§ Task statement: Return every entry below word for word and leave out any picture.
== == ==
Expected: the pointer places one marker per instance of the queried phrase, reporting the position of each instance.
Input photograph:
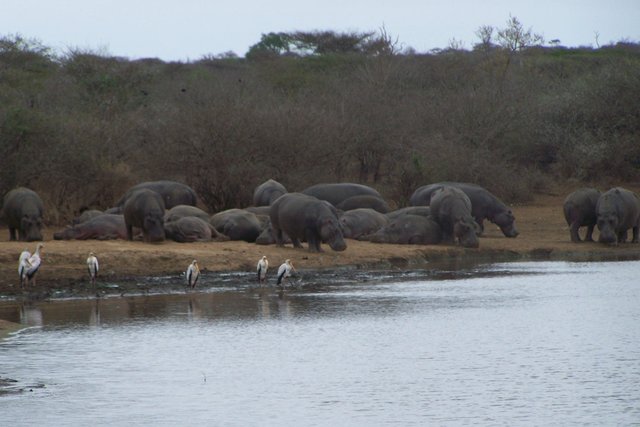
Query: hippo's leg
(313, 240)
(622, 236)
(574, 230)
(589, 236)
(296, 242)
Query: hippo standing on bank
(338, 192)
(359, 222)
(484, 205)
(304, 217)
(408, 230)
(617, 211)
(145, 209)
(22, 210)
(580, 211)
(267, 193)
(451, 208)
(237, 224)
(172, 193)
(103, 227)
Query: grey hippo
(22, 210)
(580, 211)
(304, 217)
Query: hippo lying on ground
(580, 211)
(145, 209)
(192, 229)
(304, 217)
(182, 211)
(172, 193)
(267, 193)
(451, 208)
(362, 202)
(617, 211)
(338, 192)
(238, 224)
(360, 222)
(408, 230)
(410, 210)
(103, 227)
(22, 210)
(86, 215)
(484, 205)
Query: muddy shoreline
(133, 267)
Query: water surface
(508, 344)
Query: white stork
(285, 271)
(93, 266)
(28, 265)
(193, 273)
(262, 267)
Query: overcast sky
(182, 30)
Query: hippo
(451, 208)
(484, 205)
(305, 217)
(339, 192)
(363, 201)
(359, 222)
(267, 236)
(408, 229)
(617, 211)
(237, 224)
(103, 227)
(22, 210)
(267, 193)
(145, 209)
(172, 193)
(86, 215)
(410, 210)
(192, 229)
(259, 210)
(580, 211)
(181, 211)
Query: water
(509, 344)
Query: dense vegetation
(83, 127)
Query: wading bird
(263, 265)
(193, 274)
(93, 266)
(285, 271)
(28, 265)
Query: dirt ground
(543, 235)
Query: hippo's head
(465, 230)
(346, 225)
(506, 221)
(30, 228)
(608, 224)
(331, 234)
(153, 227)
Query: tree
(515, 38)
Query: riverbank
(543, 235)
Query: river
(551, 343)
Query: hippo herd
(445, 212)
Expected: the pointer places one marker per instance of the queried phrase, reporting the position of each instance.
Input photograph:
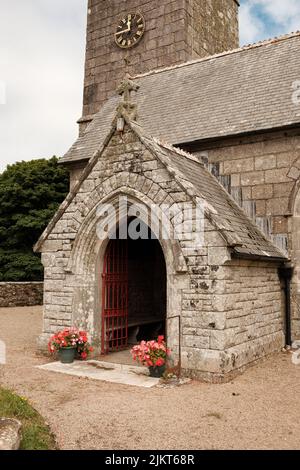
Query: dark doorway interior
(146, 290)
(134, 297)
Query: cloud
(42, 45)
(262, 19)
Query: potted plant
(70, 343)
(152, 354)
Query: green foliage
(35, 433)
(30, 193)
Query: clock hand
(123, 31)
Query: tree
(30, 193)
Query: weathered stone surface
(176, 31)
(217, 308)
(10, 434)
(15, 294)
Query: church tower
(136, 36)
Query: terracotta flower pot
(157, 371)
(67, 355)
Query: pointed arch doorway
(134, 293)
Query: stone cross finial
(126, 106)
(126, 87)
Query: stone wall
(262, 173)
(18, 294)
(176, 31)
(243, 323)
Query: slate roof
(238, 230)
(241, 91)
(240, 233)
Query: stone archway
(133, 292)
(85, 266)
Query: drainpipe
(179, 356)
(285, 274)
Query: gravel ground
(258, 410)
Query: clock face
(130, 30)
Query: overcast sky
(42, 46)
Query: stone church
(174, 113)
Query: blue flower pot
(157, 371)
(67, 355)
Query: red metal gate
(115, 297)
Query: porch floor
(105, 371)
(119, 357)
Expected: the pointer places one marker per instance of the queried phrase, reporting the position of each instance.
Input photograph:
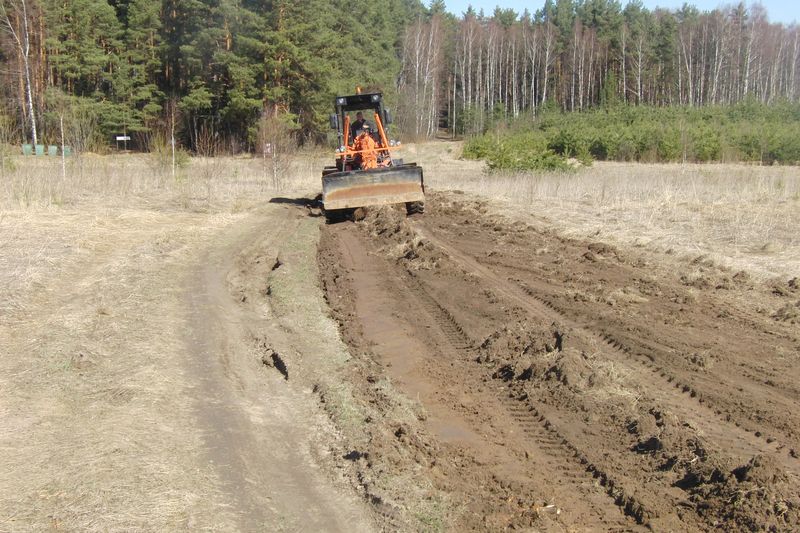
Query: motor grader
(346, 186)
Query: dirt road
(143, 385)
(566, 384)
(165, 369)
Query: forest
(214, 72)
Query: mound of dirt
(401, 242)
(788, 313)
(755, 496)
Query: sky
(786, 11)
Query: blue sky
(786, 11)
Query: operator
(356, 126)
(366, 146)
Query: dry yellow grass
(97, 428)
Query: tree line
(578, 54)
(212, 71)
(211, 68)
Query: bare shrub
(276, 144)
(7, 134)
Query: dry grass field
(744, 216)
(141, 315)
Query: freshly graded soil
(565, 384)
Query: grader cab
(352, 183)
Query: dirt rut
(568, 383)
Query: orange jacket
(369, 155)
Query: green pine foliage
(224, 63)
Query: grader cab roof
(355, 102)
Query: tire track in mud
(648, 362)
(544, 446)
(664, 388)
(756, 376)
(576, 466)
(750, 441)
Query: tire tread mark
(530, 419)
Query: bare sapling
(207, 148)
(276, 144)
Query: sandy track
(134, 396)
(556, 374)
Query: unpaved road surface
(142, 381)
(168, 370)
(563, 384)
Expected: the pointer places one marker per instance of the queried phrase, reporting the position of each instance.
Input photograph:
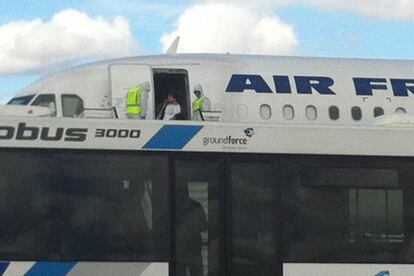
== == ==
§ Task output:
Expected: the pointer places one marker per instance of the queried phrase, reporting the position of each instance.
Input photograph:
Query: hippo's leg
(313, 240)
(622, 236)
(574, 230)
(589, 236)
(296, 242)
Query: hippo standing on bank
(338, 192)
(359, 222)
(484, 205)
(304, 217)
(408, 230)
(617, 211)
(145, 209)
(22, 210)
(580, 211)
(267, 193)
(451, 208)
(237, 224)
(172, 193)
(103, 227)
Query: grey hippo
(22, 210)
(580, 211)
(304, 217)
Query: hippo lying on ground
(580, 211)
(145, 209)
(192, 229)
(304, 217)
(182, 211)
(172, 193)
(267, 193)
(451, 208)
(362, 202)
(617, 211)
(338, 192)
(238, 224)
(360, 222)
(408, 230)
(410, 210)
(103, 227)
(22, 210)
(86, 215)
(484, 205)
Query: muddy shoreline
(133, 267)
Query: water surface
(508, 344)
Query: white stork
(285, 271)
(93, 266)
(28, 265)
(193, 273)
(262, 267)
Query: overcast sky
(182, 30)
Query: hippo
(451, 208)
(484, 205)
(305, 217)
(339, 192)
(363, 201)
(359, 222)
(267, 236)
(408, 229)
(617, 211)
(237, 224)
(103, 227)
(22, 210)
(267, 193)
(145, 209)
(172, 193)
(86, 215)
(410, 210)
(192, 229)
(259, 210)
(580, 211)
(181, 211)
Query: water
(509, 344)
Query: dense vegetation
(83, 127)
Query: wading bird
(263, 265)
(193, 274)
(93, 266)
(285, 271)
(28, 265)
Query: dirt ground
(543, 235)
Query: hippo's head
(465, 230)
(346, 225)
(506, 221)
(30, 228)
(608, 224)
(331, 234)
(153, 227)
Query: tree
(515, 38)
Query: riverbank
(543, 235)
Query: river
(551, 343)
Query: hippo herd
(445, 212)
Expected: the pointer places one marker per instance of the queried phrase, reporting the position of each instance.
Input photograph:
Query: dark doorway interior
(146, 290)
(134, 297)
Query: cloud
(42, 45)
(262, 19)
Query: potted plant
(70, 343)
(152, 354)
Query: green foliage
(35, 433)
(30, 193)
Query: clock hand
(123, 31)
Query: tree
(30, 193)
Query: weathered stone surface
(176, 31)
(217, 308)
(10, 434)
(15, 294)
Query: church tower
(136, 36)
Query: terracotta flower pot
(157, 371)
(67, 355)
Query: pointed arch doorway
(134, 293)
Query: stone cross finial
(126, 106)
(126, 87)
Query: stone wall
(262, 173)
(18, 294)
(176, 31)
(243, 323)
Query: slate roof
(238, 230)
(241, 91)
(240, 233)
Query: stone archway
(133, 292)
(85, 266)
Query: drainpipe
(179, 356)
(285, 274)
Query: gravel ground
(258, 410)
Query: clock face
(130, 30)
Query: overcast sky
(42, 46)
Query: stone church
(174, 113)
Query: blue flower pot
(157, 371)
(67, 355)
Query: red metal gate
(115, 297)
Query: porch floor
(105, 371)
(119, 357)
Expected: the pointer places one marker per instance of the queried phrase, reporting the position of each instance.
Input photograph:
Query: motor grader
(346, 186)
Query: dirt road
(143, 385)
(566, 384)
(165, 369)
Query: forest
(214, 72)
Query: mound of dirt
(401, 242)
(788, 313)
(755, 496)
Query: sky
(786, 11)
Query: blue sky
(786, 11)
Query: operator
(356, 126)
(366, 146)
Query: dry yellow grass
(97, 428)
Query: tree line
(578, 54)
(212, 71)
(211, 68)
Query: bare shrub
(276, 144)
(7, 134)
Query: dry grass field
(744, 216)
(141, 315)
Query: freshly graded soil
(565, 384)
Query: grader cab
(352, 183)
Query: dirt rut
(568, 383)
Query: orange jacket
(369, 155)
Query: green pine foliage
(224, 63)
Query: grader cab roof
(355, 102)
Query: tire track in mud
(648, 362)
(544, 446)
(664, 388)
(756, 376)
(576, 466)
(750, 441)
Query: tire tread mark
(530, 419)
Query: bare sapling
(207, 148)
(276, 144)
Query: sandy track
(134, 396)
(556, 374)
Query: unpaved road surface
(142, 381)
(168, 370)
(563, 384)
Expected: the pointer places one marker per instance of the queried phrase, reporting the position of each instance.
Input photograph:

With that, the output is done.